→ DOCUMENT SEGMENT
========================

It is in this context that Eliot's complaint provides an avenue of escape from the rigorous Aristotelian formula. The play is indeed not tightly constructed and its digressions and variants tend to go off at so many tangents to the core story that the whole complex can be treated as a gigantic Rorschach test which can be interpreted any way one wants. This already achieves some of the audience involvement sought by Castelvetro, Cinthio, and Lope: the audience takes delight in achieving an interpretation transcending that allowed to the characters by the script. This satisfaction can be seen in the triumph of Ernest Jones and his followers in finding some ingenious kind of Freudian interpretation, or in the self-satisfaction of any other critic who believes he has found a definitive interpretation. In view of this consideration perhaps one might simply say that Shakespeare complicates his play deliberately to the point that almost any reasonable approach might seem to clarify the action somewhat, so that everyone, no matter what the assumptions, can achieve the pleasure of creating a plausible hypothesis. This would explain the multitude of conflicting interpretations historically accumulated by commentators, and might well be considered the terminating point for any critical discussion. In these terms no interpretation could ever be correct, since no possibility of solution was ever intended by the playwright; absolute impenetrability open to infinitely fascinating speculation was always his artistic aim.
The trap seems so well-designed for this purpose that avoidance of entrance is nearly impossible for an enthusiastic critic, though one may consider Cinthio and Lope as guides to its methods. For example, one may wonder why Purgatory and other Catholic terms are so frequent in the script while Hamlet is repeatedly identified as coming back to Denmark from the noted Reformation university of Wittenberg, where Luther established himself shortly after its foundation. In fact "Shakespeare and Catholicism" is the current fashionable topic among most Shakespeareans so there have been dozens of books published about Shakespeare's religion, which bear on the degree of Christianity registered in the world of Hamlet. Most agree religious implications are at least latent. One of the earlier of these studies, Eleanor Prosser's Hamlet and Revenge, suggests revenge is unchristian whatever one's denomination, and that the play establishes this as an issue in Hamlet's hesitation about killing the usurper. Michael Wood's BBC Shakespeare program is remarkably committed to the new view that Shakespeare was a covert Catholic as the play's allusions suggest. This issue was first broached by scholars like Peter Millward (The Catholicism of Shakespeare's Plays, etc.), and gains some reinforcement from E. A. J. Honigman, Shakespeare: the "Lost Years", and Roy Battenhouse, Shakespearean Tragedy: Its Art and Christian Premises. One currently fashionable analyst of this issue is Stephen Greenblatt who has abandoned New Historicism for the religious bandwagon in focusing his book on the issue of Purgatory in Hamlet, but he is so personally hostile to Christianity that his work may be misleading for any deeper investigation.

========================

→ STORED ROWS
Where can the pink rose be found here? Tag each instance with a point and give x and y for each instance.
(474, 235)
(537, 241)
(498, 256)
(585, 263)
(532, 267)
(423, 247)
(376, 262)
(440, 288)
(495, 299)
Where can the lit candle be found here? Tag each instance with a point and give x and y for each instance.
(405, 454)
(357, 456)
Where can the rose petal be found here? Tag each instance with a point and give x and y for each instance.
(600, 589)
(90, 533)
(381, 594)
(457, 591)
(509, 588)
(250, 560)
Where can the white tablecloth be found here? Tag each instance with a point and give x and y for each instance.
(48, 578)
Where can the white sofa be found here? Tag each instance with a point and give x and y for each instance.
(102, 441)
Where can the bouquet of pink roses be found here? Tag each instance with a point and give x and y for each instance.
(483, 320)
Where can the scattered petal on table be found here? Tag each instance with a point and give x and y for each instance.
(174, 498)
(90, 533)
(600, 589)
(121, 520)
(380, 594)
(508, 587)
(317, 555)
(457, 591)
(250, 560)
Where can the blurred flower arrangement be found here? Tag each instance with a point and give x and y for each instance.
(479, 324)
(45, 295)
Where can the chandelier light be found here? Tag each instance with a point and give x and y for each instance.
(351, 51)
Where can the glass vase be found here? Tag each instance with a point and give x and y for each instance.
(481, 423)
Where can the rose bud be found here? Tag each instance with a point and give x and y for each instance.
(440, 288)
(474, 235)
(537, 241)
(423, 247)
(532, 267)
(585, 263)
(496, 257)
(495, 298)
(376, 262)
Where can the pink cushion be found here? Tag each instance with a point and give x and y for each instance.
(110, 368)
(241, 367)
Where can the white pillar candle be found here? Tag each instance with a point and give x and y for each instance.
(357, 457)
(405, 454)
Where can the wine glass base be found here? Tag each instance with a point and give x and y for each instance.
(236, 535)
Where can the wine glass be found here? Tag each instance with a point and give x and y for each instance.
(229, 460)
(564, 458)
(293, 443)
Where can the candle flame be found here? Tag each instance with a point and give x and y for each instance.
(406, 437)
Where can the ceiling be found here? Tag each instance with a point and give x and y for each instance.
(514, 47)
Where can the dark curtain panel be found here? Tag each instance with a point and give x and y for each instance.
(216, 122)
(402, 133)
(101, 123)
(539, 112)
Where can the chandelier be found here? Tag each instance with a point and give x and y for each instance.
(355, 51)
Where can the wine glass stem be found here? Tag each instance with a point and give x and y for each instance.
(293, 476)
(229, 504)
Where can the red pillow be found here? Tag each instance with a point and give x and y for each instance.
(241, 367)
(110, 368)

========================

→ REQUIREMENTS
A: Answer these questions from the Hamlet commentary, giving your answers as (i), (ii) and (iii):
(i) Which three figures are named as having sought audience involvement?
(ii) From which university is Hamlet repeatedly identified as coming back to Denmark?
(iii) Which analyst focused a book on the issue of Purgatory in Hamlet?
B: Render this sentence from the Hamlet commentary in Spanish: "In these terms no interpretation could ever be correct, since no possibility of solution was ever intended by the playwright; absolute impenetrability open to infinitely fascinating speculation was always his artistic aim."
C: Carry on the Hamlet commentary past its final sentence, keeping its formal critical voice.

→ WRITTEN ANSWERS
A:
(i) Castelvetro, Cinthio, and Lope
(ii) Wittenberg
(iii) Stephen Greenblatt

B: En estos términos, ninguna interpretación podría ser jamás correcta, puesto que el dramaturgo nunca pretendió que existiera posibilidad alguna de solución; una impenetrabilidad absoluta, abierta a especulaciones infinitamente fascinantes, fue siempre su objetivo artístico.

C:
For my own views about this tempting issue, I think that, like most Elizabethans, Shakespeare remained saturated in Catholic tradition whatever his formal commitment. He was surrounded by people who had been Catholics like his parents, and his mother's whole family the Ardens, not to mention the Earl of Southampton (see Eamon Duffy, The Stripping of the Altars: Traditional Religion in England 1400-1580). As for Wittenberg, it was a newly founded university associated closely with Luther and the play's references are therefore quite significant. I see Hamlet as the new Puritan crashing into corrupt "ancien régime" Denmark, which would be more or less Catholic in a decadent kind of way, just as Angelo is going to reform corrupt Catholic Vienna in Measure for Measure. However, there is a further complication in that Shakespeare likes to telescope cultural history. King Lear is an ancient, pre-Roman British king, but Edgar was one of the great Anglo-Saxon kings a millennium later (as are names like Edmund, Oswald, etc. discussed in the later chapter on this play). Old Hamlet appears to be largely a pre-Christian Scandinavian monarch, dressed like Beowulf and committed to primitive rituals such as trial by duel: despite his hints of impending Christianity, his call for revenge seems pagan, even diabolic, as his son senses. So in one way the play is also about the need for the coming of Christian pacifism to the old revenge-structured pagan culture of Scandinavia, reflected in the brutal saga which is its ultimate source. By this view, young Hamlet aspires to reform Denmark in two senses, first in rejecting the heroic pagan values of the old sagas, and secondly as a Reformation Puritan repudiating the degenerate morals of much late medieval society. I think the play works well in both terms. So Hamlet is a reformer against his father's revenge culture, and also against the increasingly Machiavellian culture of old Catholic Europe, as reflected by his ambivalent uncle, a Borgia-like figure.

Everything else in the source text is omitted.